▶ _Passage shown_:
======
The miss is being attributed primarily to home video, especially family and direct to home titles. There is also a hit due to a bankruptcy of a major customer and the expensive, but successful and worthwhile, effort to gain Oscar nominations for Crash. In general, the content side of the house looks like it is performing OK as new theatrical releases and TV shows are performing fairly well. However, the flow through of these businesses to EBITA, net income, and free cash flow continues to lag. In fact, the press release, says that there will be "at least" a one to two quarter lag before the success of recently successful theatrical and DVD releases flows through to the benefit of shareholders. I am troubled by the "at least" qualifier as it could indicate that management is not confident that the deterioration in margins has run its course.
In theory, the shares should have downside protection due to LGF's takeover potential. However, the lowered free cash flow forecast, poor performance of the company during FY06, and the apparent deterioration in the profitability of the company's business model suggest that the takeout price would be significantly lower than I previously expected.
======
▶ _Extracted data_:
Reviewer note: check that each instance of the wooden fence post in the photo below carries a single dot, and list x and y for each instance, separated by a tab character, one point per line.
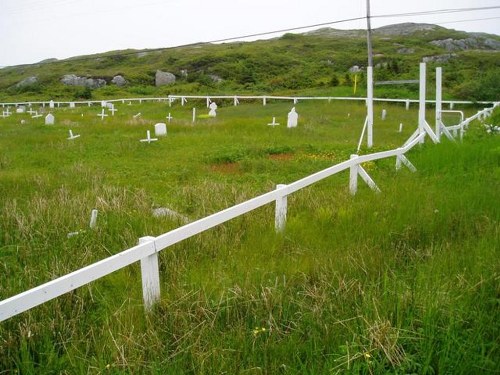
353	177
281	208
150	277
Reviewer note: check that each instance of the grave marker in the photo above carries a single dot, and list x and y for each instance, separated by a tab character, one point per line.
102	114
293	118
160	129
49	119
213	109
148	138
71	136
274	123
113	110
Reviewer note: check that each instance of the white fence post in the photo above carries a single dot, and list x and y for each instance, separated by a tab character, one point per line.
======
▶ _What is needed_: Reproduce verbatim the stretch from "In theory, the" through "I previously expected." in the passage on the earnings miss above.

▶ _Output of the task_:
In theory, the shares should have downside protection due to LGF's takeover potential. However, the lowered free cash flow forecast, poor performance of the company during FY06, and the apparent deterioration in the profitability of the company's business model suggest that the takeout price would be significantly lower than I previously expected.